TEKST STRONY:

┌──

Najnowsze wytyczne do badań mammograficznych, zaprezentowane ostatnio przez dwie grupy badawcze specjalizujące się w obrazowaniu piersi, zakładają, że testy przesiewowe powinny być wykonywane u kobiet, które znajdują się w grupie przeciętnego ryzyka zachorowania na nowotwór piersi od 40 roku życia i od 30 roku życia u tych kobiet, u których ryzyko wystąpienia nowotworu jest wysokie.
Mammografia polega na prześwietleniu piersi promieniami rentgenowskimi. W trakcie badania pierś kładzie się na podstawce, a plastikowa płytka dociska ją z góry. Mammografia jest bardzo czuła – może wykryć guzki wielkości zaledwie kilku milimetrów. Przy okazji pokazuje zmiany w piersi, które rakiem nie są, ale w przyszłości mogą przekształcić się w nowotwór.
Samo prześwietlenie nie jest niebezpieczne, bo dawka promieniowania jest niewielka. Przed mammografią nie powinno się używać dezodorantu, talku, balsamu ani kremu. Idąc na badanie trzeba mieć ze sobą dowód ubezpieczenia.
Jak mówi jeden z pracowników nowojorskiego Memorial Sloan-Kettering Cancer Center, Dr Carol Lee, nowe wytyczne zaprezentowane wspólnie przez American College of Radiology oraz Society of Breast Imaging uwzględniają wyniki rocznych przesiewowych badań mammograficznych, które przeprowadzane były u kobiet powyżej 40 roku życia. Za główny sukces dr Lee uważa znaczący spadek umieralności z powodu raka piersi (prawie 30% zgonów mniej od roku 1990), który w dużej mierze wynika z wcześniejszego wykrywania stanów nowotworowych.

└──

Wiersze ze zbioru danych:

┌──

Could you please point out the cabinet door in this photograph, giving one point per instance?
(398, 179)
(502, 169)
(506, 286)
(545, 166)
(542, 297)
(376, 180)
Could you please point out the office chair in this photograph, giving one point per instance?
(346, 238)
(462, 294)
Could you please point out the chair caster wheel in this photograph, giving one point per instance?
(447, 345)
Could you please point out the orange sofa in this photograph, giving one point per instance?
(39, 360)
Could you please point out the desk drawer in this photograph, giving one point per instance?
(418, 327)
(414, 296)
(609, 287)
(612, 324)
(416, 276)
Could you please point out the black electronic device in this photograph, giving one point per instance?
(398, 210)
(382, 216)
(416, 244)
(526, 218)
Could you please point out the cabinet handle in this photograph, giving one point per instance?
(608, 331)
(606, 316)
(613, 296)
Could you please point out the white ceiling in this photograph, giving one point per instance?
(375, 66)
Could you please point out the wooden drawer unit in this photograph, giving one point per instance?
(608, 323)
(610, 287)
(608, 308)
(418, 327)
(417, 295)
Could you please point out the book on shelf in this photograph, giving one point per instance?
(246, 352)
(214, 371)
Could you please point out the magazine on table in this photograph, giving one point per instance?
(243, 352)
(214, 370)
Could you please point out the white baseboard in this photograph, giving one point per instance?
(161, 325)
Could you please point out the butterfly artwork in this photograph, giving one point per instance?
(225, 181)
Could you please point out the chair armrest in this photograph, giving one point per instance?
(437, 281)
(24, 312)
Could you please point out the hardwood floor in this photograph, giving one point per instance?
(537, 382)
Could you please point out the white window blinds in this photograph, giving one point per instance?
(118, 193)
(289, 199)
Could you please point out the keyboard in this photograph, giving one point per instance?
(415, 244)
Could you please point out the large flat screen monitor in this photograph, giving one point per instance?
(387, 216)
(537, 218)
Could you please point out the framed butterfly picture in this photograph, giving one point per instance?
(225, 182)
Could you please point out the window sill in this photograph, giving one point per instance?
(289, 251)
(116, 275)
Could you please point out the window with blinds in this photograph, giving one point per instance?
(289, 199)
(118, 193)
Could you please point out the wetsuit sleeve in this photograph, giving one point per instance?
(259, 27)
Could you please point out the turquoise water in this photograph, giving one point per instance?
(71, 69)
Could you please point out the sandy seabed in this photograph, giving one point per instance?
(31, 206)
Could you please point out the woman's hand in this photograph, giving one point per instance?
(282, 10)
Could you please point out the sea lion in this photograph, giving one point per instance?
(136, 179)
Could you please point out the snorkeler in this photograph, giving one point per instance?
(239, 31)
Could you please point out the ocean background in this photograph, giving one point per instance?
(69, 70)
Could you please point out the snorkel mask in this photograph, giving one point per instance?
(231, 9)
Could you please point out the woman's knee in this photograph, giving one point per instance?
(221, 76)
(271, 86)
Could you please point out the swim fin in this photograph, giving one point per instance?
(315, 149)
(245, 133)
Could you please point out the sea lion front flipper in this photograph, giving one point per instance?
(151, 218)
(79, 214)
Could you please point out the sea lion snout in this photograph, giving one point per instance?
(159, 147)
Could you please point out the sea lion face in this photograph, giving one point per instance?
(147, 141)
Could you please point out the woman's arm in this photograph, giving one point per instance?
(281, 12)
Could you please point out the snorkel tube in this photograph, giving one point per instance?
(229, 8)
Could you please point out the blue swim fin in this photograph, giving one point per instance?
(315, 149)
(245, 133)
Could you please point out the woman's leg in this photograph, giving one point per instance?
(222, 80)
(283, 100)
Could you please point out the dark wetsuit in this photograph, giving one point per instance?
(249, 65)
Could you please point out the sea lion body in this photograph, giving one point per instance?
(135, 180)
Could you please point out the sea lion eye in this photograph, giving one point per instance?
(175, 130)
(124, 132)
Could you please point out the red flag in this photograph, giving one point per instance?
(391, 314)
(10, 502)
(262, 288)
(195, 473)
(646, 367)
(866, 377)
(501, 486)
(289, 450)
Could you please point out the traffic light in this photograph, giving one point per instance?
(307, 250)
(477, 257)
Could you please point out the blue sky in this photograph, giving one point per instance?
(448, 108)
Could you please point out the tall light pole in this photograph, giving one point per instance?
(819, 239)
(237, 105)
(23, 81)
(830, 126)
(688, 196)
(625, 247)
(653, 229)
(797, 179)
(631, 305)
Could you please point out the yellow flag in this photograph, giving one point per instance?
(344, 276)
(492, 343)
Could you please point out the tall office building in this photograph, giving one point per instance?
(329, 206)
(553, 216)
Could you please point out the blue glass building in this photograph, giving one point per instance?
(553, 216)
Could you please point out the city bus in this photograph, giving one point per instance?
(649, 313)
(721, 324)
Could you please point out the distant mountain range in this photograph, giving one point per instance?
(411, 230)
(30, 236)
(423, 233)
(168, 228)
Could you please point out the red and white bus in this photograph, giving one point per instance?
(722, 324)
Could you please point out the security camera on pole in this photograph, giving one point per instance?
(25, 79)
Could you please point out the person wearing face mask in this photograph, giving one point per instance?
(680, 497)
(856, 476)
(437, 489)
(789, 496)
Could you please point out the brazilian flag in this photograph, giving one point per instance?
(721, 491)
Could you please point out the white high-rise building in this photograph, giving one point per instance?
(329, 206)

└──

WYMAGANIA ĆWICZENIA:
1/ Streść tekst o mammografii w dwóch zdaniach.
2/ Przepisz z tekstu o mammografii fragment zaczynający się od „Najnowsze wytyczne do” i ciągnący się aż do „nowotworu jest wysokie.”.
3/ Napisz dalszy ciąg tekstu o mammografii, zaczynając po jego ostatnim zdaniu.

WYNIKI PO KOLEI:
1/ Nowe wytyczne dwóch grup badawczych zajmujących się obrazowaniem piersi zalecają przesiewową mammografię od 40. roku życia u kobiet o przeciętnym ryzyku raka piersi i od 30. roku życia u kobiet o wysokim ryzyku. Mammografia to bardzo czułe prześwietlenie piersi promieniami rentgenowskimi o niewielkiej dawce promieniowania, a wcześniejsze wykrywanie nowotworów w dużej mierze przyczyniło się do spadku umieralności z powodu raka piersi o prawie 30% od 1990 roku.

2/
Najnowsze wytyczne do badań mammograficznych, zaprezentowane ostatnio przez dwie grupy badawcze specjalizujące się w obrazowaniu piersi, zakładają, że testy przesiewowe powinny być wykonywane u kobiet, które znajdują się w grupie przeciętnego ryzyka zachorowania na nowotwór piersi od 40 roku życia i od 30 roku życia u tych kobiet, u których ryzyko wystąpienia nowotworu jest wysokie.

3/
Badania nad nowymi wytycznymi trwały 2 lata i posłużyły m.in. do obalenia ostatnich kontrowersyjnych wytycznych, przedstawionych w listopadzie ub. r. przez US Preventive Services Task Force. Zeszłoroczne wytyczne sugerowały, aby nie wykonywać rutynowych badań mammograficznych u kobiet w czwartej dekadzie życia, gdyż pozwoli to, uchronić je przed niepotrzebnymi obawami i wydatkami związanymi z dodatkowymi badaniami mającymi na celu odróżnienie raka od nieszkodliwych guzków. Opinia taka stała w sprzeczności z tym, co przez lata głosili specjaliści od nowotworów piersi, nakłaniający kobiety do rutynowych badań przesiewowych począwszy od 40 roku życia. Unikanie testów mogłoby zdaniem specjalistów doprowadzić do zwiększonej ilości zgonów spowodowanych rakiem piersi.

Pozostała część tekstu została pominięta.